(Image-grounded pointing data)
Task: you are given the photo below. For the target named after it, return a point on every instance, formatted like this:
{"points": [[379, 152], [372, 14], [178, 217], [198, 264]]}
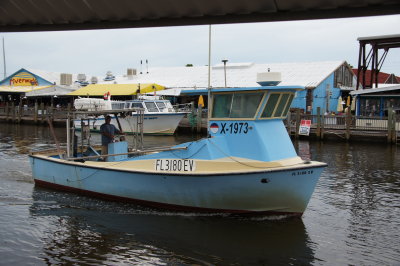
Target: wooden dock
{"points": [[345, 127]]}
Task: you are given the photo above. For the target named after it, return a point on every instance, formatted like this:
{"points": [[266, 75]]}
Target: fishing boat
{"points": [[247, 164], [160, 117]]}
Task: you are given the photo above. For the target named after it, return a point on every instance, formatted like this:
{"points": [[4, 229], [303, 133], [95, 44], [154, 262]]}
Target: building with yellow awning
{"points": [[15, 86], [116, 89]]}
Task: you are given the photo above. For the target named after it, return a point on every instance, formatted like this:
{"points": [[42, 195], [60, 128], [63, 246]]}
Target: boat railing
{"points": [[72, 141], [131, 154], [185, 107]]}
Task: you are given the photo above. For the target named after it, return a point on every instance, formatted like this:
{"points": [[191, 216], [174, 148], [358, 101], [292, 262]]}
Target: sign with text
{"points": [[305, 126]]}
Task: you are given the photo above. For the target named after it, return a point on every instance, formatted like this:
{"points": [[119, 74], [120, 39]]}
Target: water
{"points": [[353, 217]]}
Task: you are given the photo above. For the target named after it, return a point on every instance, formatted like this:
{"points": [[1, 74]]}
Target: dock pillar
{"points": [[318, 133], [7, 111], [13, 112], [391, 126], [199, 118], [296, 133], [35, 111], [348, 123], [20, 110], [42, 112]]}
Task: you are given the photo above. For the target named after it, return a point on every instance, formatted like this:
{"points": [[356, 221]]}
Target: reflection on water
{"points": [[353, 216], [93, 231]]}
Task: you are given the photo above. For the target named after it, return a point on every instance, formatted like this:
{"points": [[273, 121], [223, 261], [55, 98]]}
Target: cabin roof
{"points": [[21, 15], [305, 74], [260, 88]]}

• Instructions for the task:
If an entry contains a picture, leave it out and repeat the rest exactly.

• Response for this exercise:
Task: you are given the photo below. For the target named after it, return a point on every instance, formatted like this:
{"points": [[379, 152], [372, 14], [178, 217], [198, 264]]}
Target: wooden dock
{"points": [[345, 127]]}
Task: you are given the photo above. For the target named after it, return a point on every instance, formatted like this:
{"points": [[266, 75]]}
Target: fishing boat
{"points": [[247, 164], [160, 117]]}
Task: you are given the photo above. For the target named after it, return a point on every instance, formatted like this:
{"points": [[4, 229], [303, 133], [95, 44], [154, 262]]}
Target: building with yellow awning
{"points": [[15, 86], [116, 89]]}
Task: you are given the photo above. For the target named after it, return a point on every instance, formatted like this:
{"points": [[42, 195], [60, 128], [63, 246]]}
Target: boat railing
{"points": [[72, 141], [131, 154], [185, 107]]}
Task: you are given the photo above. For the target named after it, return a point on every instance, formatted like this:
{"points": [[191, 216], [174, 148], [358, 101], [292, 262]]}
Target: sign with text
{"points": [[305, 126]]}
Task: you are given the photo above. For the target named after it, return a point on every instance, formatted like this:
{"points": [[119, 74], [120, 39]]}
Target: water
{"points": [[353, 217]]}
Task: you are given the photo above. For the target named after it, return a point on every instance, formatted like this:
{"points": [[1, 74]]}
Target: dock pillar
{"points": [[318, 133], [7, 111], [13, 112], [391, 126], [199, 118], [296, 133], [35, 111], [348, 123], [20, 110], [42, 112]]}
Task: you are given the photo above. For the target named after it, return a point on every instance, formatted like this:
{"points": [[356, 221]]}
Target: reflection on water
{"points": [[353, 216], [93, 231]]}
Task: you are given the photo above. For the target named after it, return a point on every instance, formatted like this:
{"points": [[273, 121], [223, 261], [55, 98]]}
Target: cabin roof
{"points": [[21, 15], [305, 74], [260, 88]]}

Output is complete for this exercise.